**Stated exercise**
Send back the records in full, character for character.

Begin

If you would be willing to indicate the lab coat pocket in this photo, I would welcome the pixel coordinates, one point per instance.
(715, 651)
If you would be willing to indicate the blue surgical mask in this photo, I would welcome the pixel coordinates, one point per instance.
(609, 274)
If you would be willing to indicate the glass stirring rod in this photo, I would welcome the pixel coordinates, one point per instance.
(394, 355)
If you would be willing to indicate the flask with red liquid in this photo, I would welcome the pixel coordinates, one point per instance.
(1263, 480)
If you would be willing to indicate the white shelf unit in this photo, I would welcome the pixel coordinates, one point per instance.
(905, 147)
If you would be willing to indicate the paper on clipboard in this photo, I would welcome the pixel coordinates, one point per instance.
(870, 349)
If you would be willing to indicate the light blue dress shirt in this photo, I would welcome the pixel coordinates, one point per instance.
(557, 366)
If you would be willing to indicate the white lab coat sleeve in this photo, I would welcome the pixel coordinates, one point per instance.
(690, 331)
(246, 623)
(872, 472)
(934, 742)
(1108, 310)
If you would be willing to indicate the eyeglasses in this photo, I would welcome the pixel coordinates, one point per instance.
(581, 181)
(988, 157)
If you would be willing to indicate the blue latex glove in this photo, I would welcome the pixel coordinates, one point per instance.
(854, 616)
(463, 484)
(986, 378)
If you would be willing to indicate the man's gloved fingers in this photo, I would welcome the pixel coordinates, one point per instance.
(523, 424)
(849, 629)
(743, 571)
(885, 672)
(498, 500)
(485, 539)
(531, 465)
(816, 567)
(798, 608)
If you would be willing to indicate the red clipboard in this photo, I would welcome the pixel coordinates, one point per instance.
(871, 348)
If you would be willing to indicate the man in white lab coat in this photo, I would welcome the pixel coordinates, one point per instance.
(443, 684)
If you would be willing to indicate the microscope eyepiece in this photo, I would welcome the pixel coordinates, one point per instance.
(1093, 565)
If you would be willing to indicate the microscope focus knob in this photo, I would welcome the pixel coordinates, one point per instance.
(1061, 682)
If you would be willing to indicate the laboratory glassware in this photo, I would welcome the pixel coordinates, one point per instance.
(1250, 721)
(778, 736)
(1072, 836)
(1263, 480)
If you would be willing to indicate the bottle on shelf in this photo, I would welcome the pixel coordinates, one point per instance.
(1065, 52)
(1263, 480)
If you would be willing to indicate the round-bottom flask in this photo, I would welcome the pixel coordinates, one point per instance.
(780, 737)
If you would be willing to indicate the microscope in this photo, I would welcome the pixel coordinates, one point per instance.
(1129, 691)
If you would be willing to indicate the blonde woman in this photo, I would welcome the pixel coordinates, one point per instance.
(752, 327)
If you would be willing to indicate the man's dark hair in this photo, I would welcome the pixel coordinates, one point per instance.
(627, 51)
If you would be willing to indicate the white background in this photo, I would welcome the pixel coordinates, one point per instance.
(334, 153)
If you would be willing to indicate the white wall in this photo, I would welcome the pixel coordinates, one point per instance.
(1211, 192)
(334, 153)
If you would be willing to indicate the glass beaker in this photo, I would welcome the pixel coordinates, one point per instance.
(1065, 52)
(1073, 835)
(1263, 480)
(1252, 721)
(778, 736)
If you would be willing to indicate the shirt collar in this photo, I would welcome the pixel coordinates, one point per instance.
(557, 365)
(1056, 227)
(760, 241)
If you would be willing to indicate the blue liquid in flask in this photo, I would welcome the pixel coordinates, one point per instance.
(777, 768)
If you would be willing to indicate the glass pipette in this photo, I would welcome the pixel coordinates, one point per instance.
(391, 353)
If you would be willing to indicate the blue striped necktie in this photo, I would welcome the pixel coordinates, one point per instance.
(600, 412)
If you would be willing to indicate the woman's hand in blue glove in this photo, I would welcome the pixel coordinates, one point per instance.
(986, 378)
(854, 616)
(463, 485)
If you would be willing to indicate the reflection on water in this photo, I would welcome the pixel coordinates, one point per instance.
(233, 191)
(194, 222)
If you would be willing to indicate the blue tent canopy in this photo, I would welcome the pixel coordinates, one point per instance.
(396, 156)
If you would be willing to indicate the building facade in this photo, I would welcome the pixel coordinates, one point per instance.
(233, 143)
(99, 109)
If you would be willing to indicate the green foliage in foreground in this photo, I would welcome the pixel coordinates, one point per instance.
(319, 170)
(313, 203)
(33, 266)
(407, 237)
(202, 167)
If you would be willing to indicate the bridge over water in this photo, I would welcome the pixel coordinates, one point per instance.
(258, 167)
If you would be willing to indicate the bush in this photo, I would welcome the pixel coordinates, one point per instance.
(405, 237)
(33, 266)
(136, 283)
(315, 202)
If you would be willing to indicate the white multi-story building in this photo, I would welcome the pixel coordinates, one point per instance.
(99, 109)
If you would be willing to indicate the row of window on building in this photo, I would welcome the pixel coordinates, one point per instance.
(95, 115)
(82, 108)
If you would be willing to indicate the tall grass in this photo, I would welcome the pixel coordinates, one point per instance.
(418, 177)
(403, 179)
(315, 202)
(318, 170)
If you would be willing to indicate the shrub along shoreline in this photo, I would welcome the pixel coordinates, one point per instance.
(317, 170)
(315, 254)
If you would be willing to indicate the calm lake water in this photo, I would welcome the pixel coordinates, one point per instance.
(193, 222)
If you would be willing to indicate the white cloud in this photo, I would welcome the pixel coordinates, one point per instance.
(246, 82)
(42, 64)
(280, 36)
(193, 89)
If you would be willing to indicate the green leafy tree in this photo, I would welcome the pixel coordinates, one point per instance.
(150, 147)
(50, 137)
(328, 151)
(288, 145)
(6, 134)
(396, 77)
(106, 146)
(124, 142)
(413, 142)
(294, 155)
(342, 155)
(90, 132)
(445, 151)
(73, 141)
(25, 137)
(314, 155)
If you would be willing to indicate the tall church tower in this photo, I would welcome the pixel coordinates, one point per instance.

End

**Worked solution**
If you would be willing to indicate the lab coat pocket in this photo, I would welcome the pixel coordinates, one point per instance.
(715, 651)
If you would be willing to indicate the blue surgical mask in this photo, I would welcome the pixel coordinates, one point per instance.
(609, 274)
If you would be willing to indicate the glass stirring rod in this photo, I would welcome the pixel coordinates, one point per instance.
(394, 355)
If you would be willing to indicate the flask with red liquid in this photo, I would welcome the pixel coordinates, one point per instance.
(1263, 480)
If you would be willing to indicate the white shelf unit in this photo, I would welcome the pixel coordinates, one point per instance.
(905, 147)
If you would be willing to indicate the paper on clipboard in this photo, I would welcome the pixel coordinates, one point per instance.
(870, 349)
If you would be willing to indicate the light blue dress shirt in this photo, I would welcome the pixel coordinates, one point per instance.
(557, 366)
If you would be willing to indicate the white lab coat sleeve in this photo, I would welcome the pixel coordinates, one point per instance.
(690, 331)
(246, 623)
(872, 472)
(934, 742)
(1108, 310)
If you would be willing to indicate the eyeglasses in this photo, I would welcome the pixel coordinates, one point per instance.
(581, 181)
(988, 157)
If you would be willing to indicate the blue latex glove in this photo, I would welcome the pixel coordinates, one point per instance.
(854, 616)
(463, 484)
(986, 378)
If you would be willing to indicate the man's gloved fingers in this photo, I would welcome the pixel coordinates, one point per instance.
(523, 424)
(849, 629)
(743, 571)
(885, 672)
(498, 500)
(485, 539)
(531, 465)
(816, 567)
(798, 608)
If you would be willing to indicate the red clipboard in this photo, I would welcome the pixel coordinates, one point per instance.
(871, 348)
If you would be willing to indicate the man in white lab coat in this photo, I would welcome the pixel coordinates, one point per instance.
(443, 684)
If you would be willing to indicate the microscope eyepiece in this photo, I would welcome the pixel coordinates, one point per instance.
(1093, 565)
If you would be willing to indicate the microscope focus knob in this photo, I would welcome the pixel coordinates, one point per instance.
(1061, 682)
If you would be willing to indicate the laboratory glassware in this photo, I would welcome the pixel coordinates, one point per instance.
(1250, 721)
(778, 736)
(1072, 836)
(1263, 480)
If you would be willing to indicate the bottle on shelf in this photo, I would welcome the pixel coordinates, one point per instance.
(1065, 52)
(1263, 480)
If you would be willing to indicate the round-bottom flask in this photo, I would welcome the pixel coordinates, one point per instance.
(780, 737)
If you would be willing to indicate the microscope in this photo, I would welcome the pixel coordinates, one point per instance.
(1129, 691)
If you would be willing to indicate the blonde woman in this photo, I would welcome the pixel coordinates, one point per instance.
(752, 327)
If you would be willing to indicate the man's dark hair in this photo, I would welcome the pixel coordinates, one point per instance.
(627, 51)
If you would be willing to indicate the white background in this photo, I would welcome the pixel coordinates, one point per instance.
(334, 153)
If you would be willing to indicate the white wall in this photo, I would welcome the pixel coordinates, one point per instance.
(1211, 192)
(334, 153)
If you would be willing to indicate the glass beaker in this photo, I would welcome the pixel coordinates, one point per instance.
(1065, 52)
(1073, 835)
(1263, 480)
(1252, 721)
(778, 736)
If you would be willing to indicate the shirt collar in this photo, I would welcome the pixel coordinates, one point per instance.
(557, 365)
(1056, 227)
(760, 241)
If you would be willing to indicate the blue liquid in flask in this photo, I would welcome the pixel coordinates, one point per instance.
(777, 768)
If you would be willing to indicate the glass pipette in this photo, I would welcome the pixel coordinates, one point per instance.
(391, 353)
If you would be willing to indicate the blue striped necktie in this photo, I would welcome the pixel coordinates, one point per instance.
(600, 412)
If you would be willing to indicate the woman's hand in blue glove in this photo, I would welcome the pixel coordinates, one point per instance.
(986, 378)
(854, 616)
(463, 485)
If you would be willing to indicate the reflection on water in this photo, I would welcome the pixel coordinates, one point per instance.
(233, 191)
(194, 222)
If you would be willing to indicate the blue tent canopy in this photo, I would welcome the pixel coordinates, one point per instance.
(396, 156)
If you would be willing to indicate the building facade in this photo, I would welcome the pixel coordinates, one point per instance.
(233, 143)
(99, 109)
If you would be willing to indicate the green foliage in foreground in this photo, I would welcome the pixel coordinates, one point per instance.
(319, 170)
(313, 203)
(33, 266)
(407, 237)
(202, 167)
If you would be willing to indicate the bridge over water in this photo, I would welcome the pixel coordinates, one point per instance.
(258, 167)
If you would be willing to indicate the bush in this photo, I would welcome the pixel coordinates, one point per instance.
(405, 237)
(33, 266)
(136, 283)
(315, 202)
If you would be willing to indicate the white multi-story building in this photo, I would welcome the pixel coordinates, one point per instance.
(99, 109)
If you would be willing to indicate the row of window on building in this photo, I would welcome the pixel coordinates, one point per instance.
(95, 115)
(82, 108)
If you would be willing to indicate the tall grass in this photo, I would welcome the pixel coordinates, one point per instance.
(418, 177)
(403, 179)
(315, 202)
(318, 170)
If you would be willing to indicate the shrub along shoreline in this photo, I would welcome the pixel coordinates, one point per instance.
(317, 170)
(315, 254)
If you would be willing to indicate the calm lake water in this photo, I would welcome the pixel coordinates, one point per instance.
(193, 222)
If you would be willing to indicate the white cloud in this photo, I would welcome the pixel coordinates, one point per instance.
(246, 82)
(42, 64)
(280, 36)
(193, 89)
If you would be willing to indicate the green leafy tree in this photo, I would welcome the pixel coordinates, one point per instance.
(150, 147)
(50, 137)
(328, 151)
(288, 145)
(6, 134)
(396, 77)
(106, 146)
(124, 142)
(413, 142)
(294, 155)
(342, 155)
(90, 132)
(445, 151)
(73, 141)
(25, 137)
(314, 155)
If you would be willing to indicate the tall church tower in this photo, I would welcome the pixel coordinates, one point per instance.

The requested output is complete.